*Written instruction*
Write out the whole listing again, exactly.

*Stored items from a collection*

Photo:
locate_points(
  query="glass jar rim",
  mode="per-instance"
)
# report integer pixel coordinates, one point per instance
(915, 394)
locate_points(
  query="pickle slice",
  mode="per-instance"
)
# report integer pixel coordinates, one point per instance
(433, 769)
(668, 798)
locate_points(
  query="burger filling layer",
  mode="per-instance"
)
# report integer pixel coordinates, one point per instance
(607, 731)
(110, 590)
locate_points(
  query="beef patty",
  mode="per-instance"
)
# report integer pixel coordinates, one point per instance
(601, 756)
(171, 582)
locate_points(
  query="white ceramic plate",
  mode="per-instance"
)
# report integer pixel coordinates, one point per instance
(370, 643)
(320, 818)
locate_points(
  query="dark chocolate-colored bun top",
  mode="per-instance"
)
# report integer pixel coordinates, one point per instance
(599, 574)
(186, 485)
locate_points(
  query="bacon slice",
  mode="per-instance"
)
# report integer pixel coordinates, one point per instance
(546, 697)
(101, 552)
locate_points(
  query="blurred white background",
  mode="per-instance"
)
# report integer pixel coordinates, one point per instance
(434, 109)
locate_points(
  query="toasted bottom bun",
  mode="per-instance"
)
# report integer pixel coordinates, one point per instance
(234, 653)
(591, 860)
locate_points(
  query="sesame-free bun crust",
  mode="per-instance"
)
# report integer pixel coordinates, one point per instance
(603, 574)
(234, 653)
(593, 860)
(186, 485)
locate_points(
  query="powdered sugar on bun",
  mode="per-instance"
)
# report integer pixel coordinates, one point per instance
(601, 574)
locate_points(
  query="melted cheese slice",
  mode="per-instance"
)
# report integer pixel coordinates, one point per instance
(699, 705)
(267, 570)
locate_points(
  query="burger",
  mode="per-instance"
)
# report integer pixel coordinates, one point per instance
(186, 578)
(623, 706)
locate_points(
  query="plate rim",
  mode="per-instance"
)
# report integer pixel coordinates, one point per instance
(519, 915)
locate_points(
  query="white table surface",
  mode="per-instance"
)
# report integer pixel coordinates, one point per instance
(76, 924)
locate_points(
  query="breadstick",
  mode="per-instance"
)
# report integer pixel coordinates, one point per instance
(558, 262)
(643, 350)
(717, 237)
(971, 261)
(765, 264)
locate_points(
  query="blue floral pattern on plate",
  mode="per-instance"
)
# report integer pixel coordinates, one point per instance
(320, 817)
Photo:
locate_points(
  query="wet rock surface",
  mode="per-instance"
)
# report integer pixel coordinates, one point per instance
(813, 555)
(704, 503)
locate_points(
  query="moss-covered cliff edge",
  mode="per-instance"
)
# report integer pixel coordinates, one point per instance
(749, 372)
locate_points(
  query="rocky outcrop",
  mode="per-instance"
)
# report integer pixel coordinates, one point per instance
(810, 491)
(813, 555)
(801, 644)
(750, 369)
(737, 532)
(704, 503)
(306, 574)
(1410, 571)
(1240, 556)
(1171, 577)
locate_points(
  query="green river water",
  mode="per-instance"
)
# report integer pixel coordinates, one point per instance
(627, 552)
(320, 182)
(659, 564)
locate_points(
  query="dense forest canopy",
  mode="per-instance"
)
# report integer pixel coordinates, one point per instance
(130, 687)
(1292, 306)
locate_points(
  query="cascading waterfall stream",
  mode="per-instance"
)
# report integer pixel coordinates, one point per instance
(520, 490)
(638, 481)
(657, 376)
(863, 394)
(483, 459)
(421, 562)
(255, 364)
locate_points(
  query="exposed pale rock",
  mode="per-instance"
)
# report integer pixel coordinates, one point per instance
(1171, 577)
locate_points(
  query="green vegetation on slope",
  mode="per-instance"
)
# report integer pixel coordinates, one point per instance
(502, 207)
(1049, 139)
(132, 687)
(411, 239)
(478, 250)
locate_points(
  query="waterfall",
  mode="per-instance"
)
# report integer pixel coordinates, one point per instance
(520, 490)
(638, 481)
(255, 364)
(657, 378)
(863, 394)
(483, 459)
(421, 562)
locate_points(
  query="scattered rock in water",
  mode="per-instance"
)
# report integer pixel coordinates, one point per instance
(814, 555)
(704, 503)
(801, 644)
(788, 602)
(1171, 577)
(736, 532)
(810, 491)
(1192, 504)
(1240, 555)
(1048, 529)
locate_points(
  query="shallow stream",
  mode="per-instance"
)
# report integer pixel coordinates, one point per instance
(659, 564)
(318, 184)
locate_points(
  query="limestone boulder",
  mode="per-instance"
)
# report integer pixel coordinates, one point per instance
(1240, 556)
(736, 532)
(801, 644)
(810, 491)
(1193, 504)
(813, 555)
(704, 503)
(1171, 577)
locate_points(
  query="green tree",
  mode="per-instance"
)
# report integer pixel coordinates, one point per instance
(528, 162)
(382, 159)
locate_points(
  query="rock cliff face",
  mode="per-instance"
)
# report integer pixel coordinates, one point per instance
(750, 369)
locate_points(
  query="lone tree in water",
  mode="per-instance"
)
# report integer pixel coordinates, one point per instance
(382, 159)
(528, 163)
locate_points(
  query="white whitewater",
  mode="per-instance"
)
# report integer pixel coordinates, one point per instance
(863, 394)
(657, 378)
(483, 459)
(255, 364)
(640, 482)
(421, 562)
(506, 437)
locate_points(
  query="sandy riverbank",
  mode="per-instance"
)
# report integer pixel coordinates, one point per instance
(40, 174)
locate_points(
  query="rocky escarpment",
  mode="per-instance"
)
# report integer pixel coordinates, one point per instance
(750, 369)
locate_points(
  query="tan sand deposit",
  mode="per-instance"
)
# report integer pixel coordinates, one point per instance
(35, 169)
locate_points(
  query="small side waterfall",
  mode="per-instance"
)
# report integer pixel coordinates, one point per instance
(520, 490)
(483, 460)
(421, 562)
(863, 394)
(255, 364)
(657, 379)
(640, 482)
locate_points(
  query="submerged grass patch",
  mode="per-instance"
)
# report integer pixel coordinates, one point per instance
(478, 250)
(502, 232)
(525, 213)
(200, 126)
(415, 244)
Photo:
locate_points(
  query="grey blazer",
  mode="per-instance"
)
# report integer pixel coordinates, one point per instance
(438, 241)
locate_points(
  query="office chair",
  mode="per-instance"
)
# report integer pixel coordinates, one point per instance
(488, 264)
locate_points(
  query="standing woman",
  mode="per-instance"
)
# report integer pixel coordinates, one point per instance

*Solution for this exercise*
Photo:
locate_points(
  query="glass jar rim",
  mode="per-instance"
)
# report integer pixel coordinates, one point per instance
(915, 394)
locate_points(
  query="pickle slice",
  mode="per-instance"
)
# report integer pixel coordinates, one point per instance
(433, 769)
(668, 798)
locate_points(
  query="burger filling layer",
  mode="per-instance"
)
# report integer pixel coordinates, one point per instance
(607, 731)
(110, 590)
locate_points(
  query="beef patty",
  mode="per-instance"
)
# report integer pixel coordinates, one point per instance
(601, 756)
(171, 582)
locate_points(
  query="white ceramic plate",
  mode="per-instance"
)
# report integer pixel coordinates, one point per instance
(370, 643)
(320, 818)
locate_points(
  query="dark chocolate-colored bun top",
  mode="per-instance"
)
# report integer pixel coordinates, one point per instance
(599, 574)
(186, 485)
locate_points(
  query="bacon slice",
  mode="per-instance"
)
# report integer pixel coordinates, one point per instance
(546, 697)
(101, 552)
locate_points(
  query="blurred white background",
  mode="per-instance"
)
# report integer pixel coordinates, one point per instance
(434, 109)
locate_points(
  query="toasted bottom bun",
  mode="per-instance"
)
# report integer pixel coordinates, one point per instance
(234, 653)
(591, 860)
locate_points(
  query="sesame-free bun crust",
  mode="per-instance"
)
# report integer pixel coordinates, one point per instance
(603, 574)
(234, 653)
(593, 860)
(186, 485)
locate_points(
  query="powdered sugar on bun",
  mode="per-instance"
)
# report integer pixel coordinates, one point per instance
(601, 574)
locate_points(
  query="melted cheese slice",
  mode="per-instance"
)
# report integer pixel coordinates, one point per instance
(699, 705)
(267, 570)
locate_points(
  query="burger",
  mode="per-instance"
)
# report integer pixel coordinates, one point per instance
(186, 578)
(623, 706)
locate_points(
  query="plate rim",
  mode="per-instance"
)
# report integer pixel coordinates, one point per instance
(519, 915)
locate_points(
  query="white table surface",
  mode="per-instance"
)
# report integer pixel coordinates, one point per instance
(76, 924)
locate_points(
  query="breadstick",
  mode="per-instance"
)
# report integer pixel coordinates, one point per instance
(558, 262)
(643, 350)
(717, 237)
(971, 261)
(765, 264)
locate_points(
  query="blue floral pattern on plate",
  mode="per-instance"
)
# report integer pixel coordinates, one point per instance
(320, 817)
Photo:
locate_points(
  query="wet rock surface",
  mode="per-instance"
)
# report integer pixel coordinates, one point per instance
(813, 555)
(704, 503)
locate_points(
  query="moss-covered cliff edge",
  mode="per-instance"
)
# report integer pixel coordinates, one point per instance
(749, 372)
locate_points(
  query="rocky outcrop",
  mode="per-instance"
)
# report integer pixel coordinates, one point per instance
(810, 491)
(813, 555)
(801, 644)
(750, 369)
(737, 532)
(704, 503)
(306, 574)
(1410, 571)
(1240, 556)
(1171, 577)
locate_points(
  query="green river water",
  mode="per-instance"
)
# report integer pixel coordinates, one point per instance
(627, 552)
(320, 182)
(659, 564)
locate_points(
  query="dense forest canopy",
  mode="per-instance"
)
# report integer pixel coordinates, one point per instance
(130, 687)
(1292, 306)
locate_points(
  query="cascading waterfall stream",
  mode="per-instance"
)
# report integer pixel coordinates, one point per instance
(520, 490)
(638, 481)
(657, 376)
(863, 394)
(483, 459)
(421, 562)
(255, 364)
locate_points(
  query="exposed pale rock",
  mode="per-instance"
)
# report integer pixel coordinates, one point per instance
(1171, 577)
locate_points(
  query="green vegetation on slope",
  mode="per-instance"
)
# report integer pixel coordinates, one point per instance
(502, 207)
(1049, 139)
(132, 687)
(411, 239)
(478, 250)
locate_points(
  query="waterfall",
  mode="per-instance"
)
# report integer pixel coordinates, one point per instance
(520, 490)
(638, 481)
(255, 364)
(657, 378)
(863, 394)
(483, 459)
(421, 562)
locate_points(
  query="scattered rock in water",
  mode="per-instance"
)
# report integer pixel coordinates, one point per instance
(814, 555)
(704, 503)
(801, 644)
(788, 602)
(1171, 577)
(736, 532)
(810, 491)
(1192, 504)
(1240, 555)
(1048, 529)
locate_points(
  query="shallow stream",
  mode="per-instance"
)
# report integer pixel coordinates, one point per instance
(659, 564)
(318, 184)
locate_points(
  query="limestone boulder",
  mode="per-instance"
)
# report integer pixel coordinates, one point per instance
(1240, 556)
(736, 532)
(801, 644)
(810, 491)
(1193, 504)
(813, 555)
(704, 503)
(1171, 577)
locate_points(
  query="green tree",
  mode="per-instance"
)
# report integer pixel coordinates, one point per instance
(528, 162)
(382, 159)
locate_points(
  query="rock cliff face",
  mode="per-instance"
)
# report integer pixel coordinates, one point per instance
(750, 369)
locate_points(
  query="lone tree in water",
  mode="per-instance"
)
# report integer pixel coordinates, one point per instance
(382, 159)
(528, 163)
locate_points(
  query="white whitewater",
  mode="per-instance"
)
# report integer pixel coordinates, one point per instance
(863, 394)
(657, 378)
(483, 459)
(255, 364)
(640, 482)
(421, 562)
(506, 437)
locate_points(
  query="sandy riverbank",
  mode="per-instance"
)
# report integer pixel coordinates, one point per instance
(40, 174)
locate_points(
  query="rocky escarpment",
  mode="per-instance"
)
# report integer pixel coordinates, one point per instance
(750, 369)
locate_points(
  query="tan sand deposit",
  mode="per-instance"
)
# report integer pixel coordinates, one point per instance
(35, 169)
locate_points(
  query="small side waterfall",
  mode="per-instance"
)
# report integer pixel coordinates, one point per instance
(520, 490)
(483, 460)
(421, 562)
(863, 394)
(255, 364)
(657, 379)
(640, 482)
locate_points(
  query="submerged grass patch",
  mode="per-instance"
)
# report integer pixel coordinates, one point per instance
(478, 250)
(502, 232)
(525, 213)
(200, 126)
(415, 244)
Photo:
locate_points(
  query="grey blazer",
  mode="per-instance"
)
# report integer pixel coordinates, one point per instance
(438, 241)
locate_points(
  query="office chair",
  mode="per-instance"
)
# report integer pixel coordinates, one point per instance
(488, 264)
locate_points(
  query="standing woman",
  mode="per-instance"
)
# report integer pixel coordinates, one point per instance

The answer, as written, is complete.